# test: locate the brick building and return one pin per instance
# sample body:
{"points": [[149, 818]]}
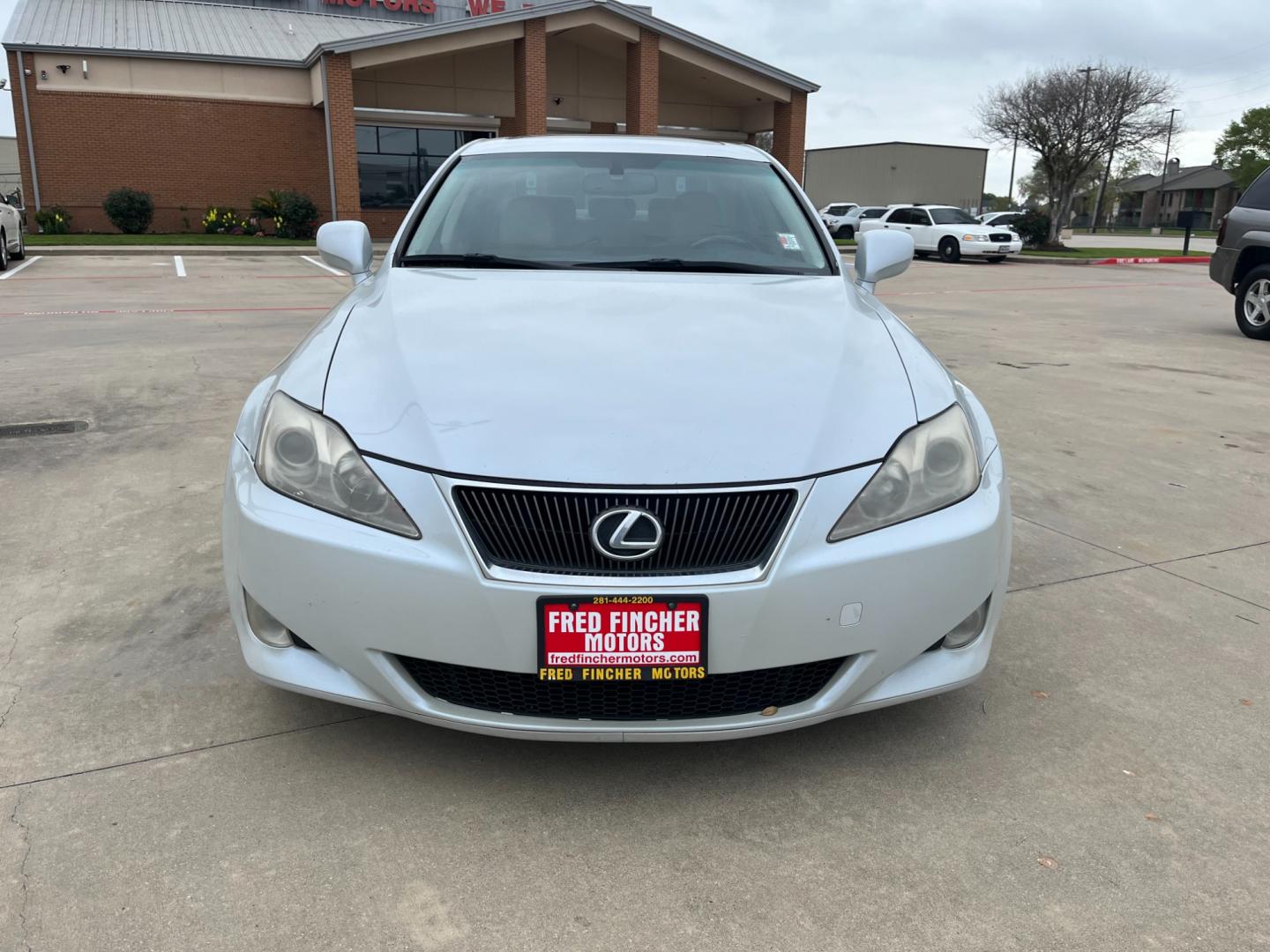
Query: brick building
{"points": [[354, 101]]}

====

Task goal:
Transcribe every line of the records above without changing anything, and leave the pictures out of your copy.

Worked answer:
# test: locate the brick building and return one pin per instance
# sample body:
{"points": [[149, 818]]}
Query: brick building
{"points": [[354, 101]]}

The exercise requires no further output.